------ DATA FOR REVIEW

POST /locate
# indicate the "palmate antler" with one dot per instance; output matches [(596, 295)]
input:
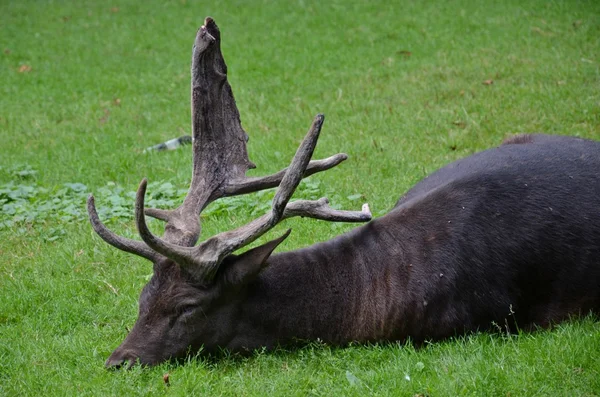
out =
[(220, 162)]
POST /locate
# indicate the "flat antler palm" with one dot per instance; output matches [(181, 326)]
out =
[(220, 162)]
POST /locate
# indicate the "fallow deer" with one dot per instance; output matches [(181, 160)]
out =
[(508, 236)]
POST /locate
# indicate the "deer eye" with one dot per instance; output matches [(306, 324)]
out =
[(183, 310)]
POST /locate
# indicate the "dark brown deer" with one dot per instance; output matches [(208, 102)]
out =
[(507, 236)]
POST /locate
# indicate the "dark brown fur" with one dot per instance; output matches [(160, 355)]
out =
[(510, 236)]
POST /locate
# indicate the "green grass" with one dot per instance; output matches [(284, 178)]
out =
[(85, 86)]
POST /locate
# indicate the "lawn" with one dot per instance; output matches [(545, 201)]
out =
[(406, 87)]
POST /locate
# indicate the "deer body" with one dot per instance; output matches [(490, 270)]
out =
[(503, 241), (509, 236)]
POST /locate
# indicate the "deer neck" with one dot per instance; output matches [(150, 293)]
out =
[(339, 291)]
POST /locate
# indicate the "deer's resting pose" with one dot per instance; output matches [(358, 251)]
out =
[(509, 236)]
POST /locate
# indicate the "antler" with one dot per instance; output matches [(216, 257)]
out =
[(204, 259), (220, 162)]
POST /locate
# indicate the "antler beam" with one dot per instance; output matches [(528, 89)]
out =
[(220, 162), (204, 259)]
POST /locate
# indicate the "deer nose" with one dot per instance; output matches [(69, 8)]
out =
[(118, 359)]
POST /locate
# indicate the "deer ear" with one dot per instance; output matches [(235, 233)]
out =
[(244, 268)]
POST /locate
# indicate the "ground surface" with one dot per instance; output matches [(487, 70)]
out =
[(406, 87)]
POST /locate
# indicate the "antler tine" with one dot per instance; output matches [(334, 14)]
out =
[(175, 252), (122, 243), (210, 253)]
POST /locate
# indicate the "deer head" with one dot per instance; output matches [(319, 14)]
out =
[(189, 301)]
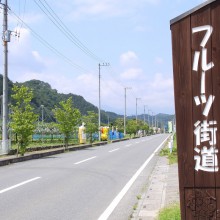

------------

Make an exact copy of all the material, but keep the pictures out of it.

POST /locate
# indicate the "palmate antler" with one dot per instance; output matches [(596, 295)]
input:
out =
[(220, 162)]
POST /locate
# indicate the "flat antler palm" with one dot per instance; output matches [(181, 326)]
out =
[(220, 162)]
POST /locate
# indicate the "fallow deer" with one dot per instance; output matches [(181, 160)]
out =
[(508, 236)]
POST /locate
# indicate the "deer eye" with one dot per instance; output matches [(306, 324)]
out =
[(183, 310)]
POST /locate
# indicate the "dark brown deer" with one dot per instance; output matches [(208, 102)]
out =
[(507, 236)]
POST /locate
# indicate the "dark brown fur" with one dot per instance; output matches [(160, 355)]
out =
[(510, 236)]
POST /locate
# indicate the "green grass" with one dot per instance; output matches [(284, 178)]
out =
[(85, 86)]
POST /locate
# indicate the "lawn" with one dot per instance; output matches [(545, 201)]
out =
[(406, 87)]
POST /locate
# indicate the "deer body" with one dot per instance; output matches [(490, 270)]
out =
[(503, 241), (509, 236)]
POST /locate
# indicate the "deer neck" with one dot per instance; output matches [(150, 293)]
out =
[(339, 291)]
POST /locate
# indicate the "deer's resting pose" with one dot per instance; output matches [(358, 251)]
out =
[(509, 236)]
POST /locate
# indicate the "antler" with one dot per instance; output matches [(216, 257)]
out =
[(204, 259), (220, 162)]
POST /locate
# indicate the "antler beam" with one dot per instance; output matches [(528, 89)]
out =
[(220, 162), (204, 259)]
POST /locate
# indicate the "deer nose" with one dot per instance; output matches [(69, 8)]
out =
[(118, 359)]
POST /locate
# indicate the "deer ear" with one dot per instance; output matches [(235, 233)]
out =
[(244, 268)]
POST /locate
# indicate the "ground surface" with one dot per instance; output matches [(487, 70)]
out =
[(406, 87)]
POST /locate
# indicate the "antler tine" with one dot per instance; output matches [(334, 14)]
out =
[(175, 252), (122, 243), (210, 253)]
POST /locate
# indicate the "deer head" with one dot per instance; output matches [(319, 14)]
out =
[(189, 301)]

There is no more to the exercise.